EXERCISE BRIEF
Write out the material again, replacing every "rough mask" with "coarse mask" and leaving everything else untouched.

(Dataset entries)
===============

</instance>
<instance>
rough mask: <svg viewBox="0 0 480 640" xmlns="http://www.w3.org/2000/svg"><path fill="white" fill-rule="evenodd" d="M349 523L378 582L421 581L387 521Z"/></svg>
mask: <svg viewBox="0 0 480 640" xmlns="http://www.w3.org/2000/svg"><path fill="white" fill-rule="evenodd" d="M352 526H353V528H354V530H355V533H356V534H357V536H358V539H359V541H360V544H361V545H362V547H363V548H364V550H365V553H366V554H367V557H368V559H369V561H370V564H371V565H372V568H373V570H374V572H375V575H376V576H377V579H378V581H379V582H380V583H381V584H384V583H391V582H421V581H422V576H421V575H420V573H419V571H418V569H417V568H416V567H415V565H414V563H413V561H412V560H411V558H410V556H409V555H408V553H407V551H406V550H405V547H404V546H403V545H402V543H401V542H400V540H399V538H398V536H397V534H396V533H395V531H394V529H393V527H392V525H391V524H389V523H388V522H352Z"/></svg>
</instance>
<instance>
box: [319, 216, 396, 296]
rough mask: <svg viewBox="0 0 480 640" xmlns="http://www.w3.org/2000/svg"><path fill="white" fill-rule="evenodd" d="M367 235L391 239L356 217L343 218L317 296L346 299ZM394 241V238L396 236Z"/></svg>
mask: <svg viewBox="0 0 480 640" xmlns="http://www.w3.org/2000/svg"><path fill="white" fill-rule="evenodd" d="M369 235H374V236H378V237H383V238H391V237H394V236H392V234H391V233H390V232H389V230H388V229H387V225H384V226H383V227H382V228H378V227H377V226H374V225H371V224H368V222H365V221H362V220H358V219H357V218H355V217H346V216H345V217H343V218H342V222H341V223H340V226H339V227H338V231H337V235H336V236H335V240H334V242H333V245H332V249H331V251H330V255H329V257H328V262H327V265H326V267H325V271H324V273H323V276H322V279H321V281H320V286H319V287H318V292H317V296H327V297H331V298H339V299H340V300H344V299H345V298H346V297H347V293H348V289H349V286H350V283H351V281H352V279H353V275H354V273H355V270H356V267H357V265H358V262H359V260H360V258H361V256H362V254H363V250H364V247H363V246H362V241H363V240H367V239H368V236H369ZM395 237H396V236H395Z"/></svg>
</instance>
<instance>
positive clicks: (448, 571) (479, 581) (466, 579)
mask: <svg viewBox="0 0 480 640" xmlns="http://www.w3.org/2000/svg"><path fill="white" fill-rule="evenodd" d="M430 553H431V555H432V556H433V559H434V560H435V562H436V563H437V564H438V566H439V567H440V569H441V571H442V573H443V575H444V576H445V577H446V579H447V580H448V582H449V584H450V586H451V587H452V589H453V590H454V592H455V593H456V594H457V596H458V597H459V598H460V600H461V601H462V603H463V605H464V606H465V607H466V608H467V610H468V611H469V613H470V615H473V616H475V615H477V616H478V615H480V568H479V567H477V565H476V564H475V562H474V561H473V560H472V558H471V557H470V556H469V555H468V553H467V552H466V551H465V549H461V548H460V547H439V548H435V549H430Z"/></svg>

===============

THE COMPLETED TASK
</instance>
<instance>
coarse mask: <svg viewBox="0 0 480 640" xmlns="http://www.w3.org/2000/svg"><path fill="white" fill-rule="evenodd" d="M349 523L378 582L421 581L387 521Z"/></svg>
mask: <svg viewBox="0 0 480 640" xmlns="http://www.w3.org/2000/svg"><path fill="white" fill-rule="evenodd" d="M352 526H353V528H354V530H355V533H356V534H357V536H358V539H359V541H360V544H361V545H362V547H363V548H364V550H365V553H366V554H367V557H368V559H369V561H370V564H371V565H372V568H373V570H374V572H375V575H376V576H377V579H378V581H379V582H380V583H381V584H384V583H391V582H421V581H422V576H421V575H420V573H419V571H418V569H417V568H416V567H415V565H414V563H413V561H412V560H411V558H410V556H409V555H408V553H407V551H406V550H405V547H404V546H403V545H402V543H401V542H400V540H399V538H398V536H397V534H396V533H395V531H394V529H393V527H392V525H391V524H389V523H388V522H352Z"/></svg>
</instance>
<instance>
box: [319, 216, 396, 296]
coarse mask: <svg viewBox="0 0 480 640" xmlns="http://www.w3.org/2000/svg"><path fill="white" fill-rule="evenodd" d="M367 235L391 239L356 217L343 218L317 296L346 299ZM394 241V238L396 236Z"/></svg>
mask: <svg viewBox="0 0 480 640" xmlns="http://www.w3.org/2000/svg"><path fill="white" fill-rule="evenodd" d="M369 235H374V236H378V237H383V238H391V237H394V236H392V234H391V233H390V232H389V230H388V229H387V225H384V226H383V227H382V228H378V227H377V226H374V225H371V224H368V222H365V221H362V220H358V219H357V218H355V217H346V216H345V217H343V218H342V222H341V223H340V226H339V227H338V231H337V235H336V236H335V240H334V242H333V245H332V249H331V251H330V255H329V257H328V262H327V265H326V267H325V271H324V273H323V276H322V279H321V281H320V286H319V287H318V292H317V296H327V297H331V298H339V299H340V300H344V299H345V298H346V297H347V293H348V289H349V286H350V283H351V281H352V279H353V275H354V273H355V270H356V267H357V265H358V262H359V260H360V258H361V256H362V254H363V250H364V247H363V246H362V241H363V240H367V239H368V236H369ZM395 237H396V236H395Z"/></svg>
</instance>
<instance>
positive clicks: (448, 571) (479, 581) (466, 579)
mask: <svg viewBox="0 0 480 640" xmlns="http://www.w3.org/2000/svg"><path fill="white" fill-rule="evenodd" d="M430 553H431V555H432V556H433V559H434V560H435V562H436V563H437V564H438V566H439V567H440V569H441V571H442V573H443V575H444V576H445V577H446V579H447V580H448V582H449V584H450V586H451V587H452V589H453V590H454V592H455V593H456V594H457V596H458V597H459V598H460V600H461V601H462V603H463V605H464V606H465V607H466V608H467V610H468V611H469V613H470V615H473V616H475V615H477V616H478V615H480V568H479V567H477V565H476V564H475V562H474V561H473V560H472V558H471V557H470V556H469V555H468V553H467V552H466V551H465V549H461V548H460V547H439V548H435V549H430Z"/></svg>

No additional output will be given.